* _Aim of the task_: The answer is the set of lines that include "branch", copied from the data below.

* _Provided records_:
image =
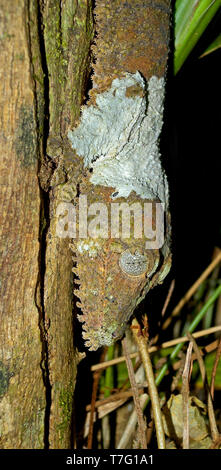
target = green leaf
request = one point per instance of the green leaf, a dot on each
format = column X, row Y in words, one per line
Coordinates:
column 216, row 44
column 191, row 19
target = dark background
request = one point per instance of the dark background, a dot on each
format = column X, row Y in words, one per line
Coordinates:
column 190, row 147
column 192, row 158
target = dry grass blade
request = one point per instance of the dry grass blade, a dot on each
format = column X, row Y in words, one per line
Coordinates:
column 192, row 290
column 96, row 378
column 168, row 297
column 185, row 396
column 211, row 414
column 167, row 344
column 152, row 389
column 140, row 419
column 129, row 430
column 215, row 365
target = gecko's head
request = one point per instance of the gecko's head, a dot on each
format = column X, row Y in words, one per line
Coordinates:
column 111, row 284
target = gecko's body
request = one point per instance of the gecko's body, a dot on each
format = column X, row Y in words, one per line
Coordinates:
column 117, row 141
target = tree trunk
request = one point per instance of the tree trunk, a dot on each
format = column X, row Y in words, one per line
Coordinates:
column 45, row 67
column 45, row 49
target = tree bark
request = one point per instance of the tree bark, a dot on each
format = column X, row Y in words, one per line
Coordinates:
column 45, row 47
column 45, row 50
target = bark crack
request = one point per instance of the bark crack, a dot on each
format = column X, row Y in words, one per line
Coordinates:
column 42, row 130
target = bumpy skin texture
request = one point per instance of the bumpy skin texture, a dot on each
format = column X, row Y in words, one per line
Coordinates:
column 109, row 290
column 117, row 142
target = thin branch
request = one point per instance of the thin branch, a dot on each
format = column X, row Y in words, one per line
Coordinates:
column 168, row 297
column 96, row 377
column 152, row 389
column 192, row 290
column 140, row 419
column 129, row 430
column 166, row 344
column 215, row 365
column 211, row 414
column 185, row 396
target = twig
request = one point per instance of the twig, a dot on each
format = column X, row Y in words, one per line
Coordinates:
column 178, row 347
column 205, row 350
column 141, row 423
column 166, row 344
column 128, row 431
column 118, row 396
column 192, row 289
column 96, row 378
column 168, row 297
column 152, row 389
column 185, row 396
column 215, row 365
column 211, row 414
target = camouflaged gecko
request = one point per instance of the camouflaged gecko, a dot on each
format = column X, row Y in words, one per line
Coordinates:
column 117, row 141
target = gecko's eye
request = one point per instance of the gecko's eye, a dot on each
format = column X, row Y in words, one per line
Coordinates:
column 138, row 264
column 133, row 264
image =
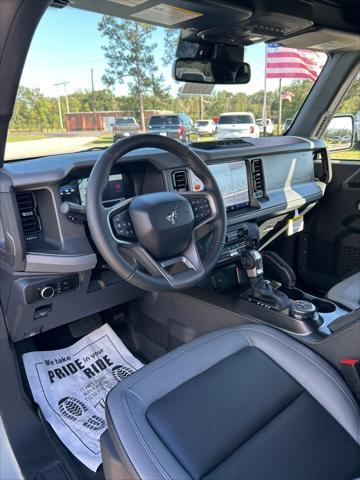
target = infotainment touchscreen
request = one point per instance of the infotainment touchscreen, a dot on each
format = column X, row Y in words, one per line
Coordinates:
column 233, row 183
column 115, row 189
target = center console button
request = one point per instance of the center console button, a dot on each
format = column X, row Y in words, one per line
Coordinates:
column 302, row 310
column 47, row 292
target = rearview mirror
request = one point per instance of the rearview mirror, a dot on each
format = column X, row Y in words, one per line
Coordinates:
column 339, row 132
column 198, row 70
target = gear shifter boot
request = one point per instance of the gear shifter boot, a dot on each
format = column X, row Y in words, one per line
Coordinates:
column 264, row 292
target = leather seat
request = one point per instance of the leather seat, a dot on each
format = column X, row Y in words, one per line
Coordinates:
column 240, row 403
column 347, row 292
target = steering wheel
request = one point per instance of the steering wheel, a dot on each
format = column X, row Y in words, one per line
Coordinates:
column 149, row 240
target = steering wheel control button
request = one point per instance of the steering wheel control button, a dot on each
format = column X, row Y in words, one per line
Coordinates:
column 201, row 208
column 123, row 227
column 302, row 310
column 47, row 292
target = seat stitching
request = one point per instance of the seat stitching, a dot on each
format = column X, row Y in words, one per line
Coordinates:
column 257, row 431
column 141, row 438
column 181, row 352
column 133, row 421
column 327, row 373
column 315, row 363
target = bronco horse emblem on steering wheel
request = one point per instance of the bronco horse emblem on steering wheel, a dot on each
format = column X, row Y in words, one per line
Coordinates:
column 173, row 215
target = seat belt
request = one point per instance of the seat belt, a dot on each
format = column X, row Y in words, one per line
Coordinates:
column 284, row 226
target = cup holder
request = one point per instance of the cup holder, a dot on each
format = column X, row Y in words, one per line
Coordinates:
column 322, row 306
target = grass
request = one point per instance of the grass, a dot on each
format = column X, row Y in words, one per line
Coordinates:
column 24, row 138
column 346, row 155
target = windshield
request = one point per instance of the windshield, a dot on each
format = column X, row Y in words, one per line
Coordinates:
column 81, row 82
column 155, row 121
column 228, row 119
column 125, row 121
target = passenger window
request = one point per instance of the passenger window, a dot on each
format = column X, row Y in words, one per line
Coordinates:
column 336, row 137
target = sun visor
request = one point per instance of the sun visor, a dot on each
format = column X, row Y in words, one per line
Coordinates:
column 199, row 15
column 324, row 40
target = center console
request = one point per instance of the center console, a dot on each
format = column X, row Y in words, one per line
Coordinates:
column 263, row 285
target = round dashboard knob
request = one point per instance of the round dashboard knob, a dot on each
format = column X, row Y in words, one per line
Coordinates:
column 47, row 292
column 302, row 310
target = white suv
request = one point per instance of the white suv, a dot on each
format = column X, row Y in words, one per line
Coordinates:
column 236, row 125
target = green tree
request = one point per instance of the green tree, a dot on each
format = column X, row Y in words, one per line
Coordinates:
column 129, row 55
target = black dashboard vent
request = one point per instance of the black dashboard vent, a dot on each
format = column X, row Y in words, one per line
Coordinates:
column 258, row 178
column 29, row 215
column 59, row 3
column 179, row 180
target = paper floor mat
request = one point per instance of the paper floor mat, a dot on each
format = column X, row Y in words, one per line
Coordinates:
column 70, row 386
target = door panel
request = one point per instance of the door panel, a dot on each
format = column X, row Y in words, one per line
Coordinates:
column 329, row 247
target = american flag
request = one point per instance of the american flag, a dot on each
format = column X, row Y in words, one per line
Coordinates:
column 284, row 62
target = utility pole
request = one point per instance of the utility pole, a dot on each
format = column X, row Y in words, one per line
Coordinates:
column 280, row 108
column 59, row 105
column 201, row 107
column 57, row 85
column 93, row 96
column 66, row 98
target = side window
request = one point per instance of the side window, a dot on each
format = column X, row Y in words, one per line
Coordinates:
column 338, row 133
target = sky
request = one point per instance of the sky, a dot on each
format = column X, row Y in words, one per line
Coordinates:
column 67, row 45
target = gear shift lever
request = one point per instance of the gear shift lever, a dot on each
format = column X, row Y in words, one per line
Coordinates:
column 252, row 263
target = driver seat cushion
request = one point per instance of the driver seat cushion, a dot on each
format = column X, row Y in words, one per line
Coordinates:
column 242, row 402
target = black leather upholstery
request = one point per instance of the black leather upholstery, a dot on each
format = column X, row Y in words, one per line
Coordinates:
column 245, row 402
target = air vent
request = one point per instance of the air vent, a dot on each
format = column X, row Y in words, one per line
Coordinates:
column 179, row 180
column 29, row 216
column 258, row 178
column 59, row 3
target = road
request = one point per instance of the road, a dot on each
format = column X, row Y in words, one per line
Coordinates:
column 47, row 146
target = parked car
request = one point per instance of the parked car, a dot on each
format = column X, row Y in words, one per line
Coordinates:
column 269, row 126
column 235, row 125
column 205, row 127
column 177, row 126
column 125, row 127
column 357, row 129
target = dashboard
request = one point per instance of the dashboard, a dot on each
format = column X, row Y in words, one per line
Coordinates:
column 118, row 188
column 52, row 273
column 232, row 179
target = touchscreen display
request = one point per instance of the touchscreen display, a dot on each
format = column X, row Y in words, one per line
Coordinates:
column 115, row 189
column 232, row 181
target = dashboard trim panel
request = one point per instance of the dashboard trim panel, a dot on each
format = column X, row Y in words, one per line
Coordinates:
column 50, row 263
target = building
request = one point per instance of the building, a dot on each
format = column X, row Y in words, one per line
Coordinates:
column 101, row 121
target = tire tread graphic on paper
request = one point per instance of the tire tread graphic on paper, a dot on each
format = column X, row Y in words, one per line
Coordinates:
column 94, row 423
column 71, row 408
column 120, row 372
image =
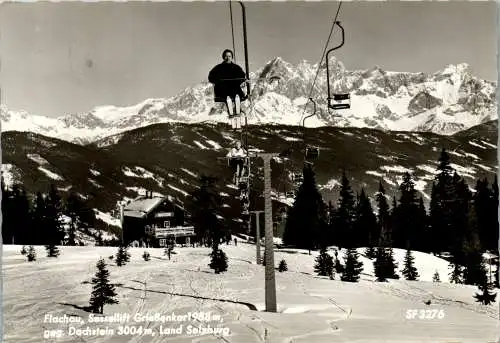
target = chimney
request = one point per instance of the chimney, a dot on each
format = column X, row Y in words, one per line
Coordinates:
column 121, row 217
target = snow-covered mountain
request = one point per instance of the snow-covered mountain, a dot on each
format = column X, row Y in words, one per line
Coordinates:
column 444, row 102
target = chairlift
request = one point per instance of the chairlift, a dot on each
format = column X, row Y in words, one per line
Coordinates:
column 341, row 101
column 312, row 152
column 297, row 177
column 223, row 161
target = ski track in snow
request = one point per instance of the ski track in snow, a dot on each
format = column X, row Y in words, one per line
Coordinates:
column 310, row 308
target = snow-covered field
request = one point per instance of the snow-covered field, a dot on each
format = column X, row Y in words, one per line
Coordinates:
column 310, row 308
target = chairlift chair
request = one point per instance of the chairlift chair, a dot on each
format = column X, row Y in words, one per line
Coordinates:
column 340, row 101
column 223, row 161
column 297, row 177
column 312, row 152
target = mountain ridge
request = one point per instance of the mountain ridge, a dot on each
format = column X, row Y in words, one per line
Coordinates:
column 169, row 158
column 444, row 102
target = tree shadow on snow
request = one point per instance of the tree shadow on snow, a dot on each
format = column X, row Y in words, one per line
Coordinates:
column 83, row 308
column 250, row 306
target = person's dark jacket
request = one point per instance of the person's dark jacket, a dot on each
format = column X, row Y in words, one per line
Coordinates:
column 227, row 78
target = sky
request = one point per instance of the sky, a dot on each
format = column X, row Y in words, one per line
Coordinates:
column 66, row 58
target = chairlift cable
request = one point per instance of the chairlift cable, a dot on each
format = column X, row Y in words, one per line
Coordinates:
column 290, row 149
column 232, row 29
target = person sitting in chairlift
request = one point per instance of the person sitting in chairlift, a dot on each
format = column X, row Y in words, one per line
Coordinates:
column 237, row 156
column 227, row 78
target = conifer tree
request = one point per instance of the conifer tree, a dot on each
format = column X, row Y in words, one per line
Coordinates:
column 73, row 208
column 218, row 261
column 391, row 264
column 370, row 252
column 443, row 201
column 380, row 265
column 122, row 256
column 282, row 266
column 324, row 263
column 365, row 225
column 474, row 272
column 52, row 250
column 21, row 215
column 31, row 254
column 205, row 204
column 497, row 280
column 345, row 215
column 456, row 273
column 484, row 206
column 38, row 217
column 409, row 271
column 103, row 292
column 309, row 211
column 385, row 265
column 53, row 229
column 435, row 277
column 353, row 267
column 383, row 218
column 486, row 297
column 408, row 224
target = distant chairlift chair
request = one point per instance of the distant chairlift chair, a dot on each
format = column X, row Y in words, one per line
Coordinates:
column 340, row 101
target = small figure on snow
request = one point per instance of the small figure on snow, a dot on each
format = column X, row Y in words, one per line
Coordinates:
column 227, row 78
column 237, row 156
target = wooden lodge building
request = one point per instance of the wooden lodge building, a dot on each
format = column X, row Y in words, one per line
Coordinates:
column 152, row 221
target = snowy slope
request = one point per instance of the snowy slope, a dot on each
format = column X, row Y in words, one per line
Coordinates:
column 310, row 308
column 445, row 102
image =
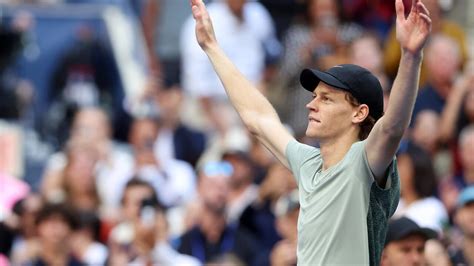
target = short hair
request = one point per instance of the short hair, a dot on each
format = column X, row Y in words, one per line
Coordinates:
column 137, row 182
column 65, row 212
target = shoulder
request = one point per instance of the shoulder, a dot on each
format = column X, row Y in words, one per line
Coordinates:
column 301, row 150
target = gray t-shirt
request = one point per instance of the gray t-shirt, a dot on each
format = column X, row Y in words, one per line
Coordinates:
column 343, row 213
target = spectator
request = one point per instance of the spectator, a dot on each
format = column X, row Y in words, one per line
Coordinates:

* _Output for this exercise_:
target = thin branch
request = one point per instance of the thin branch, a dot on each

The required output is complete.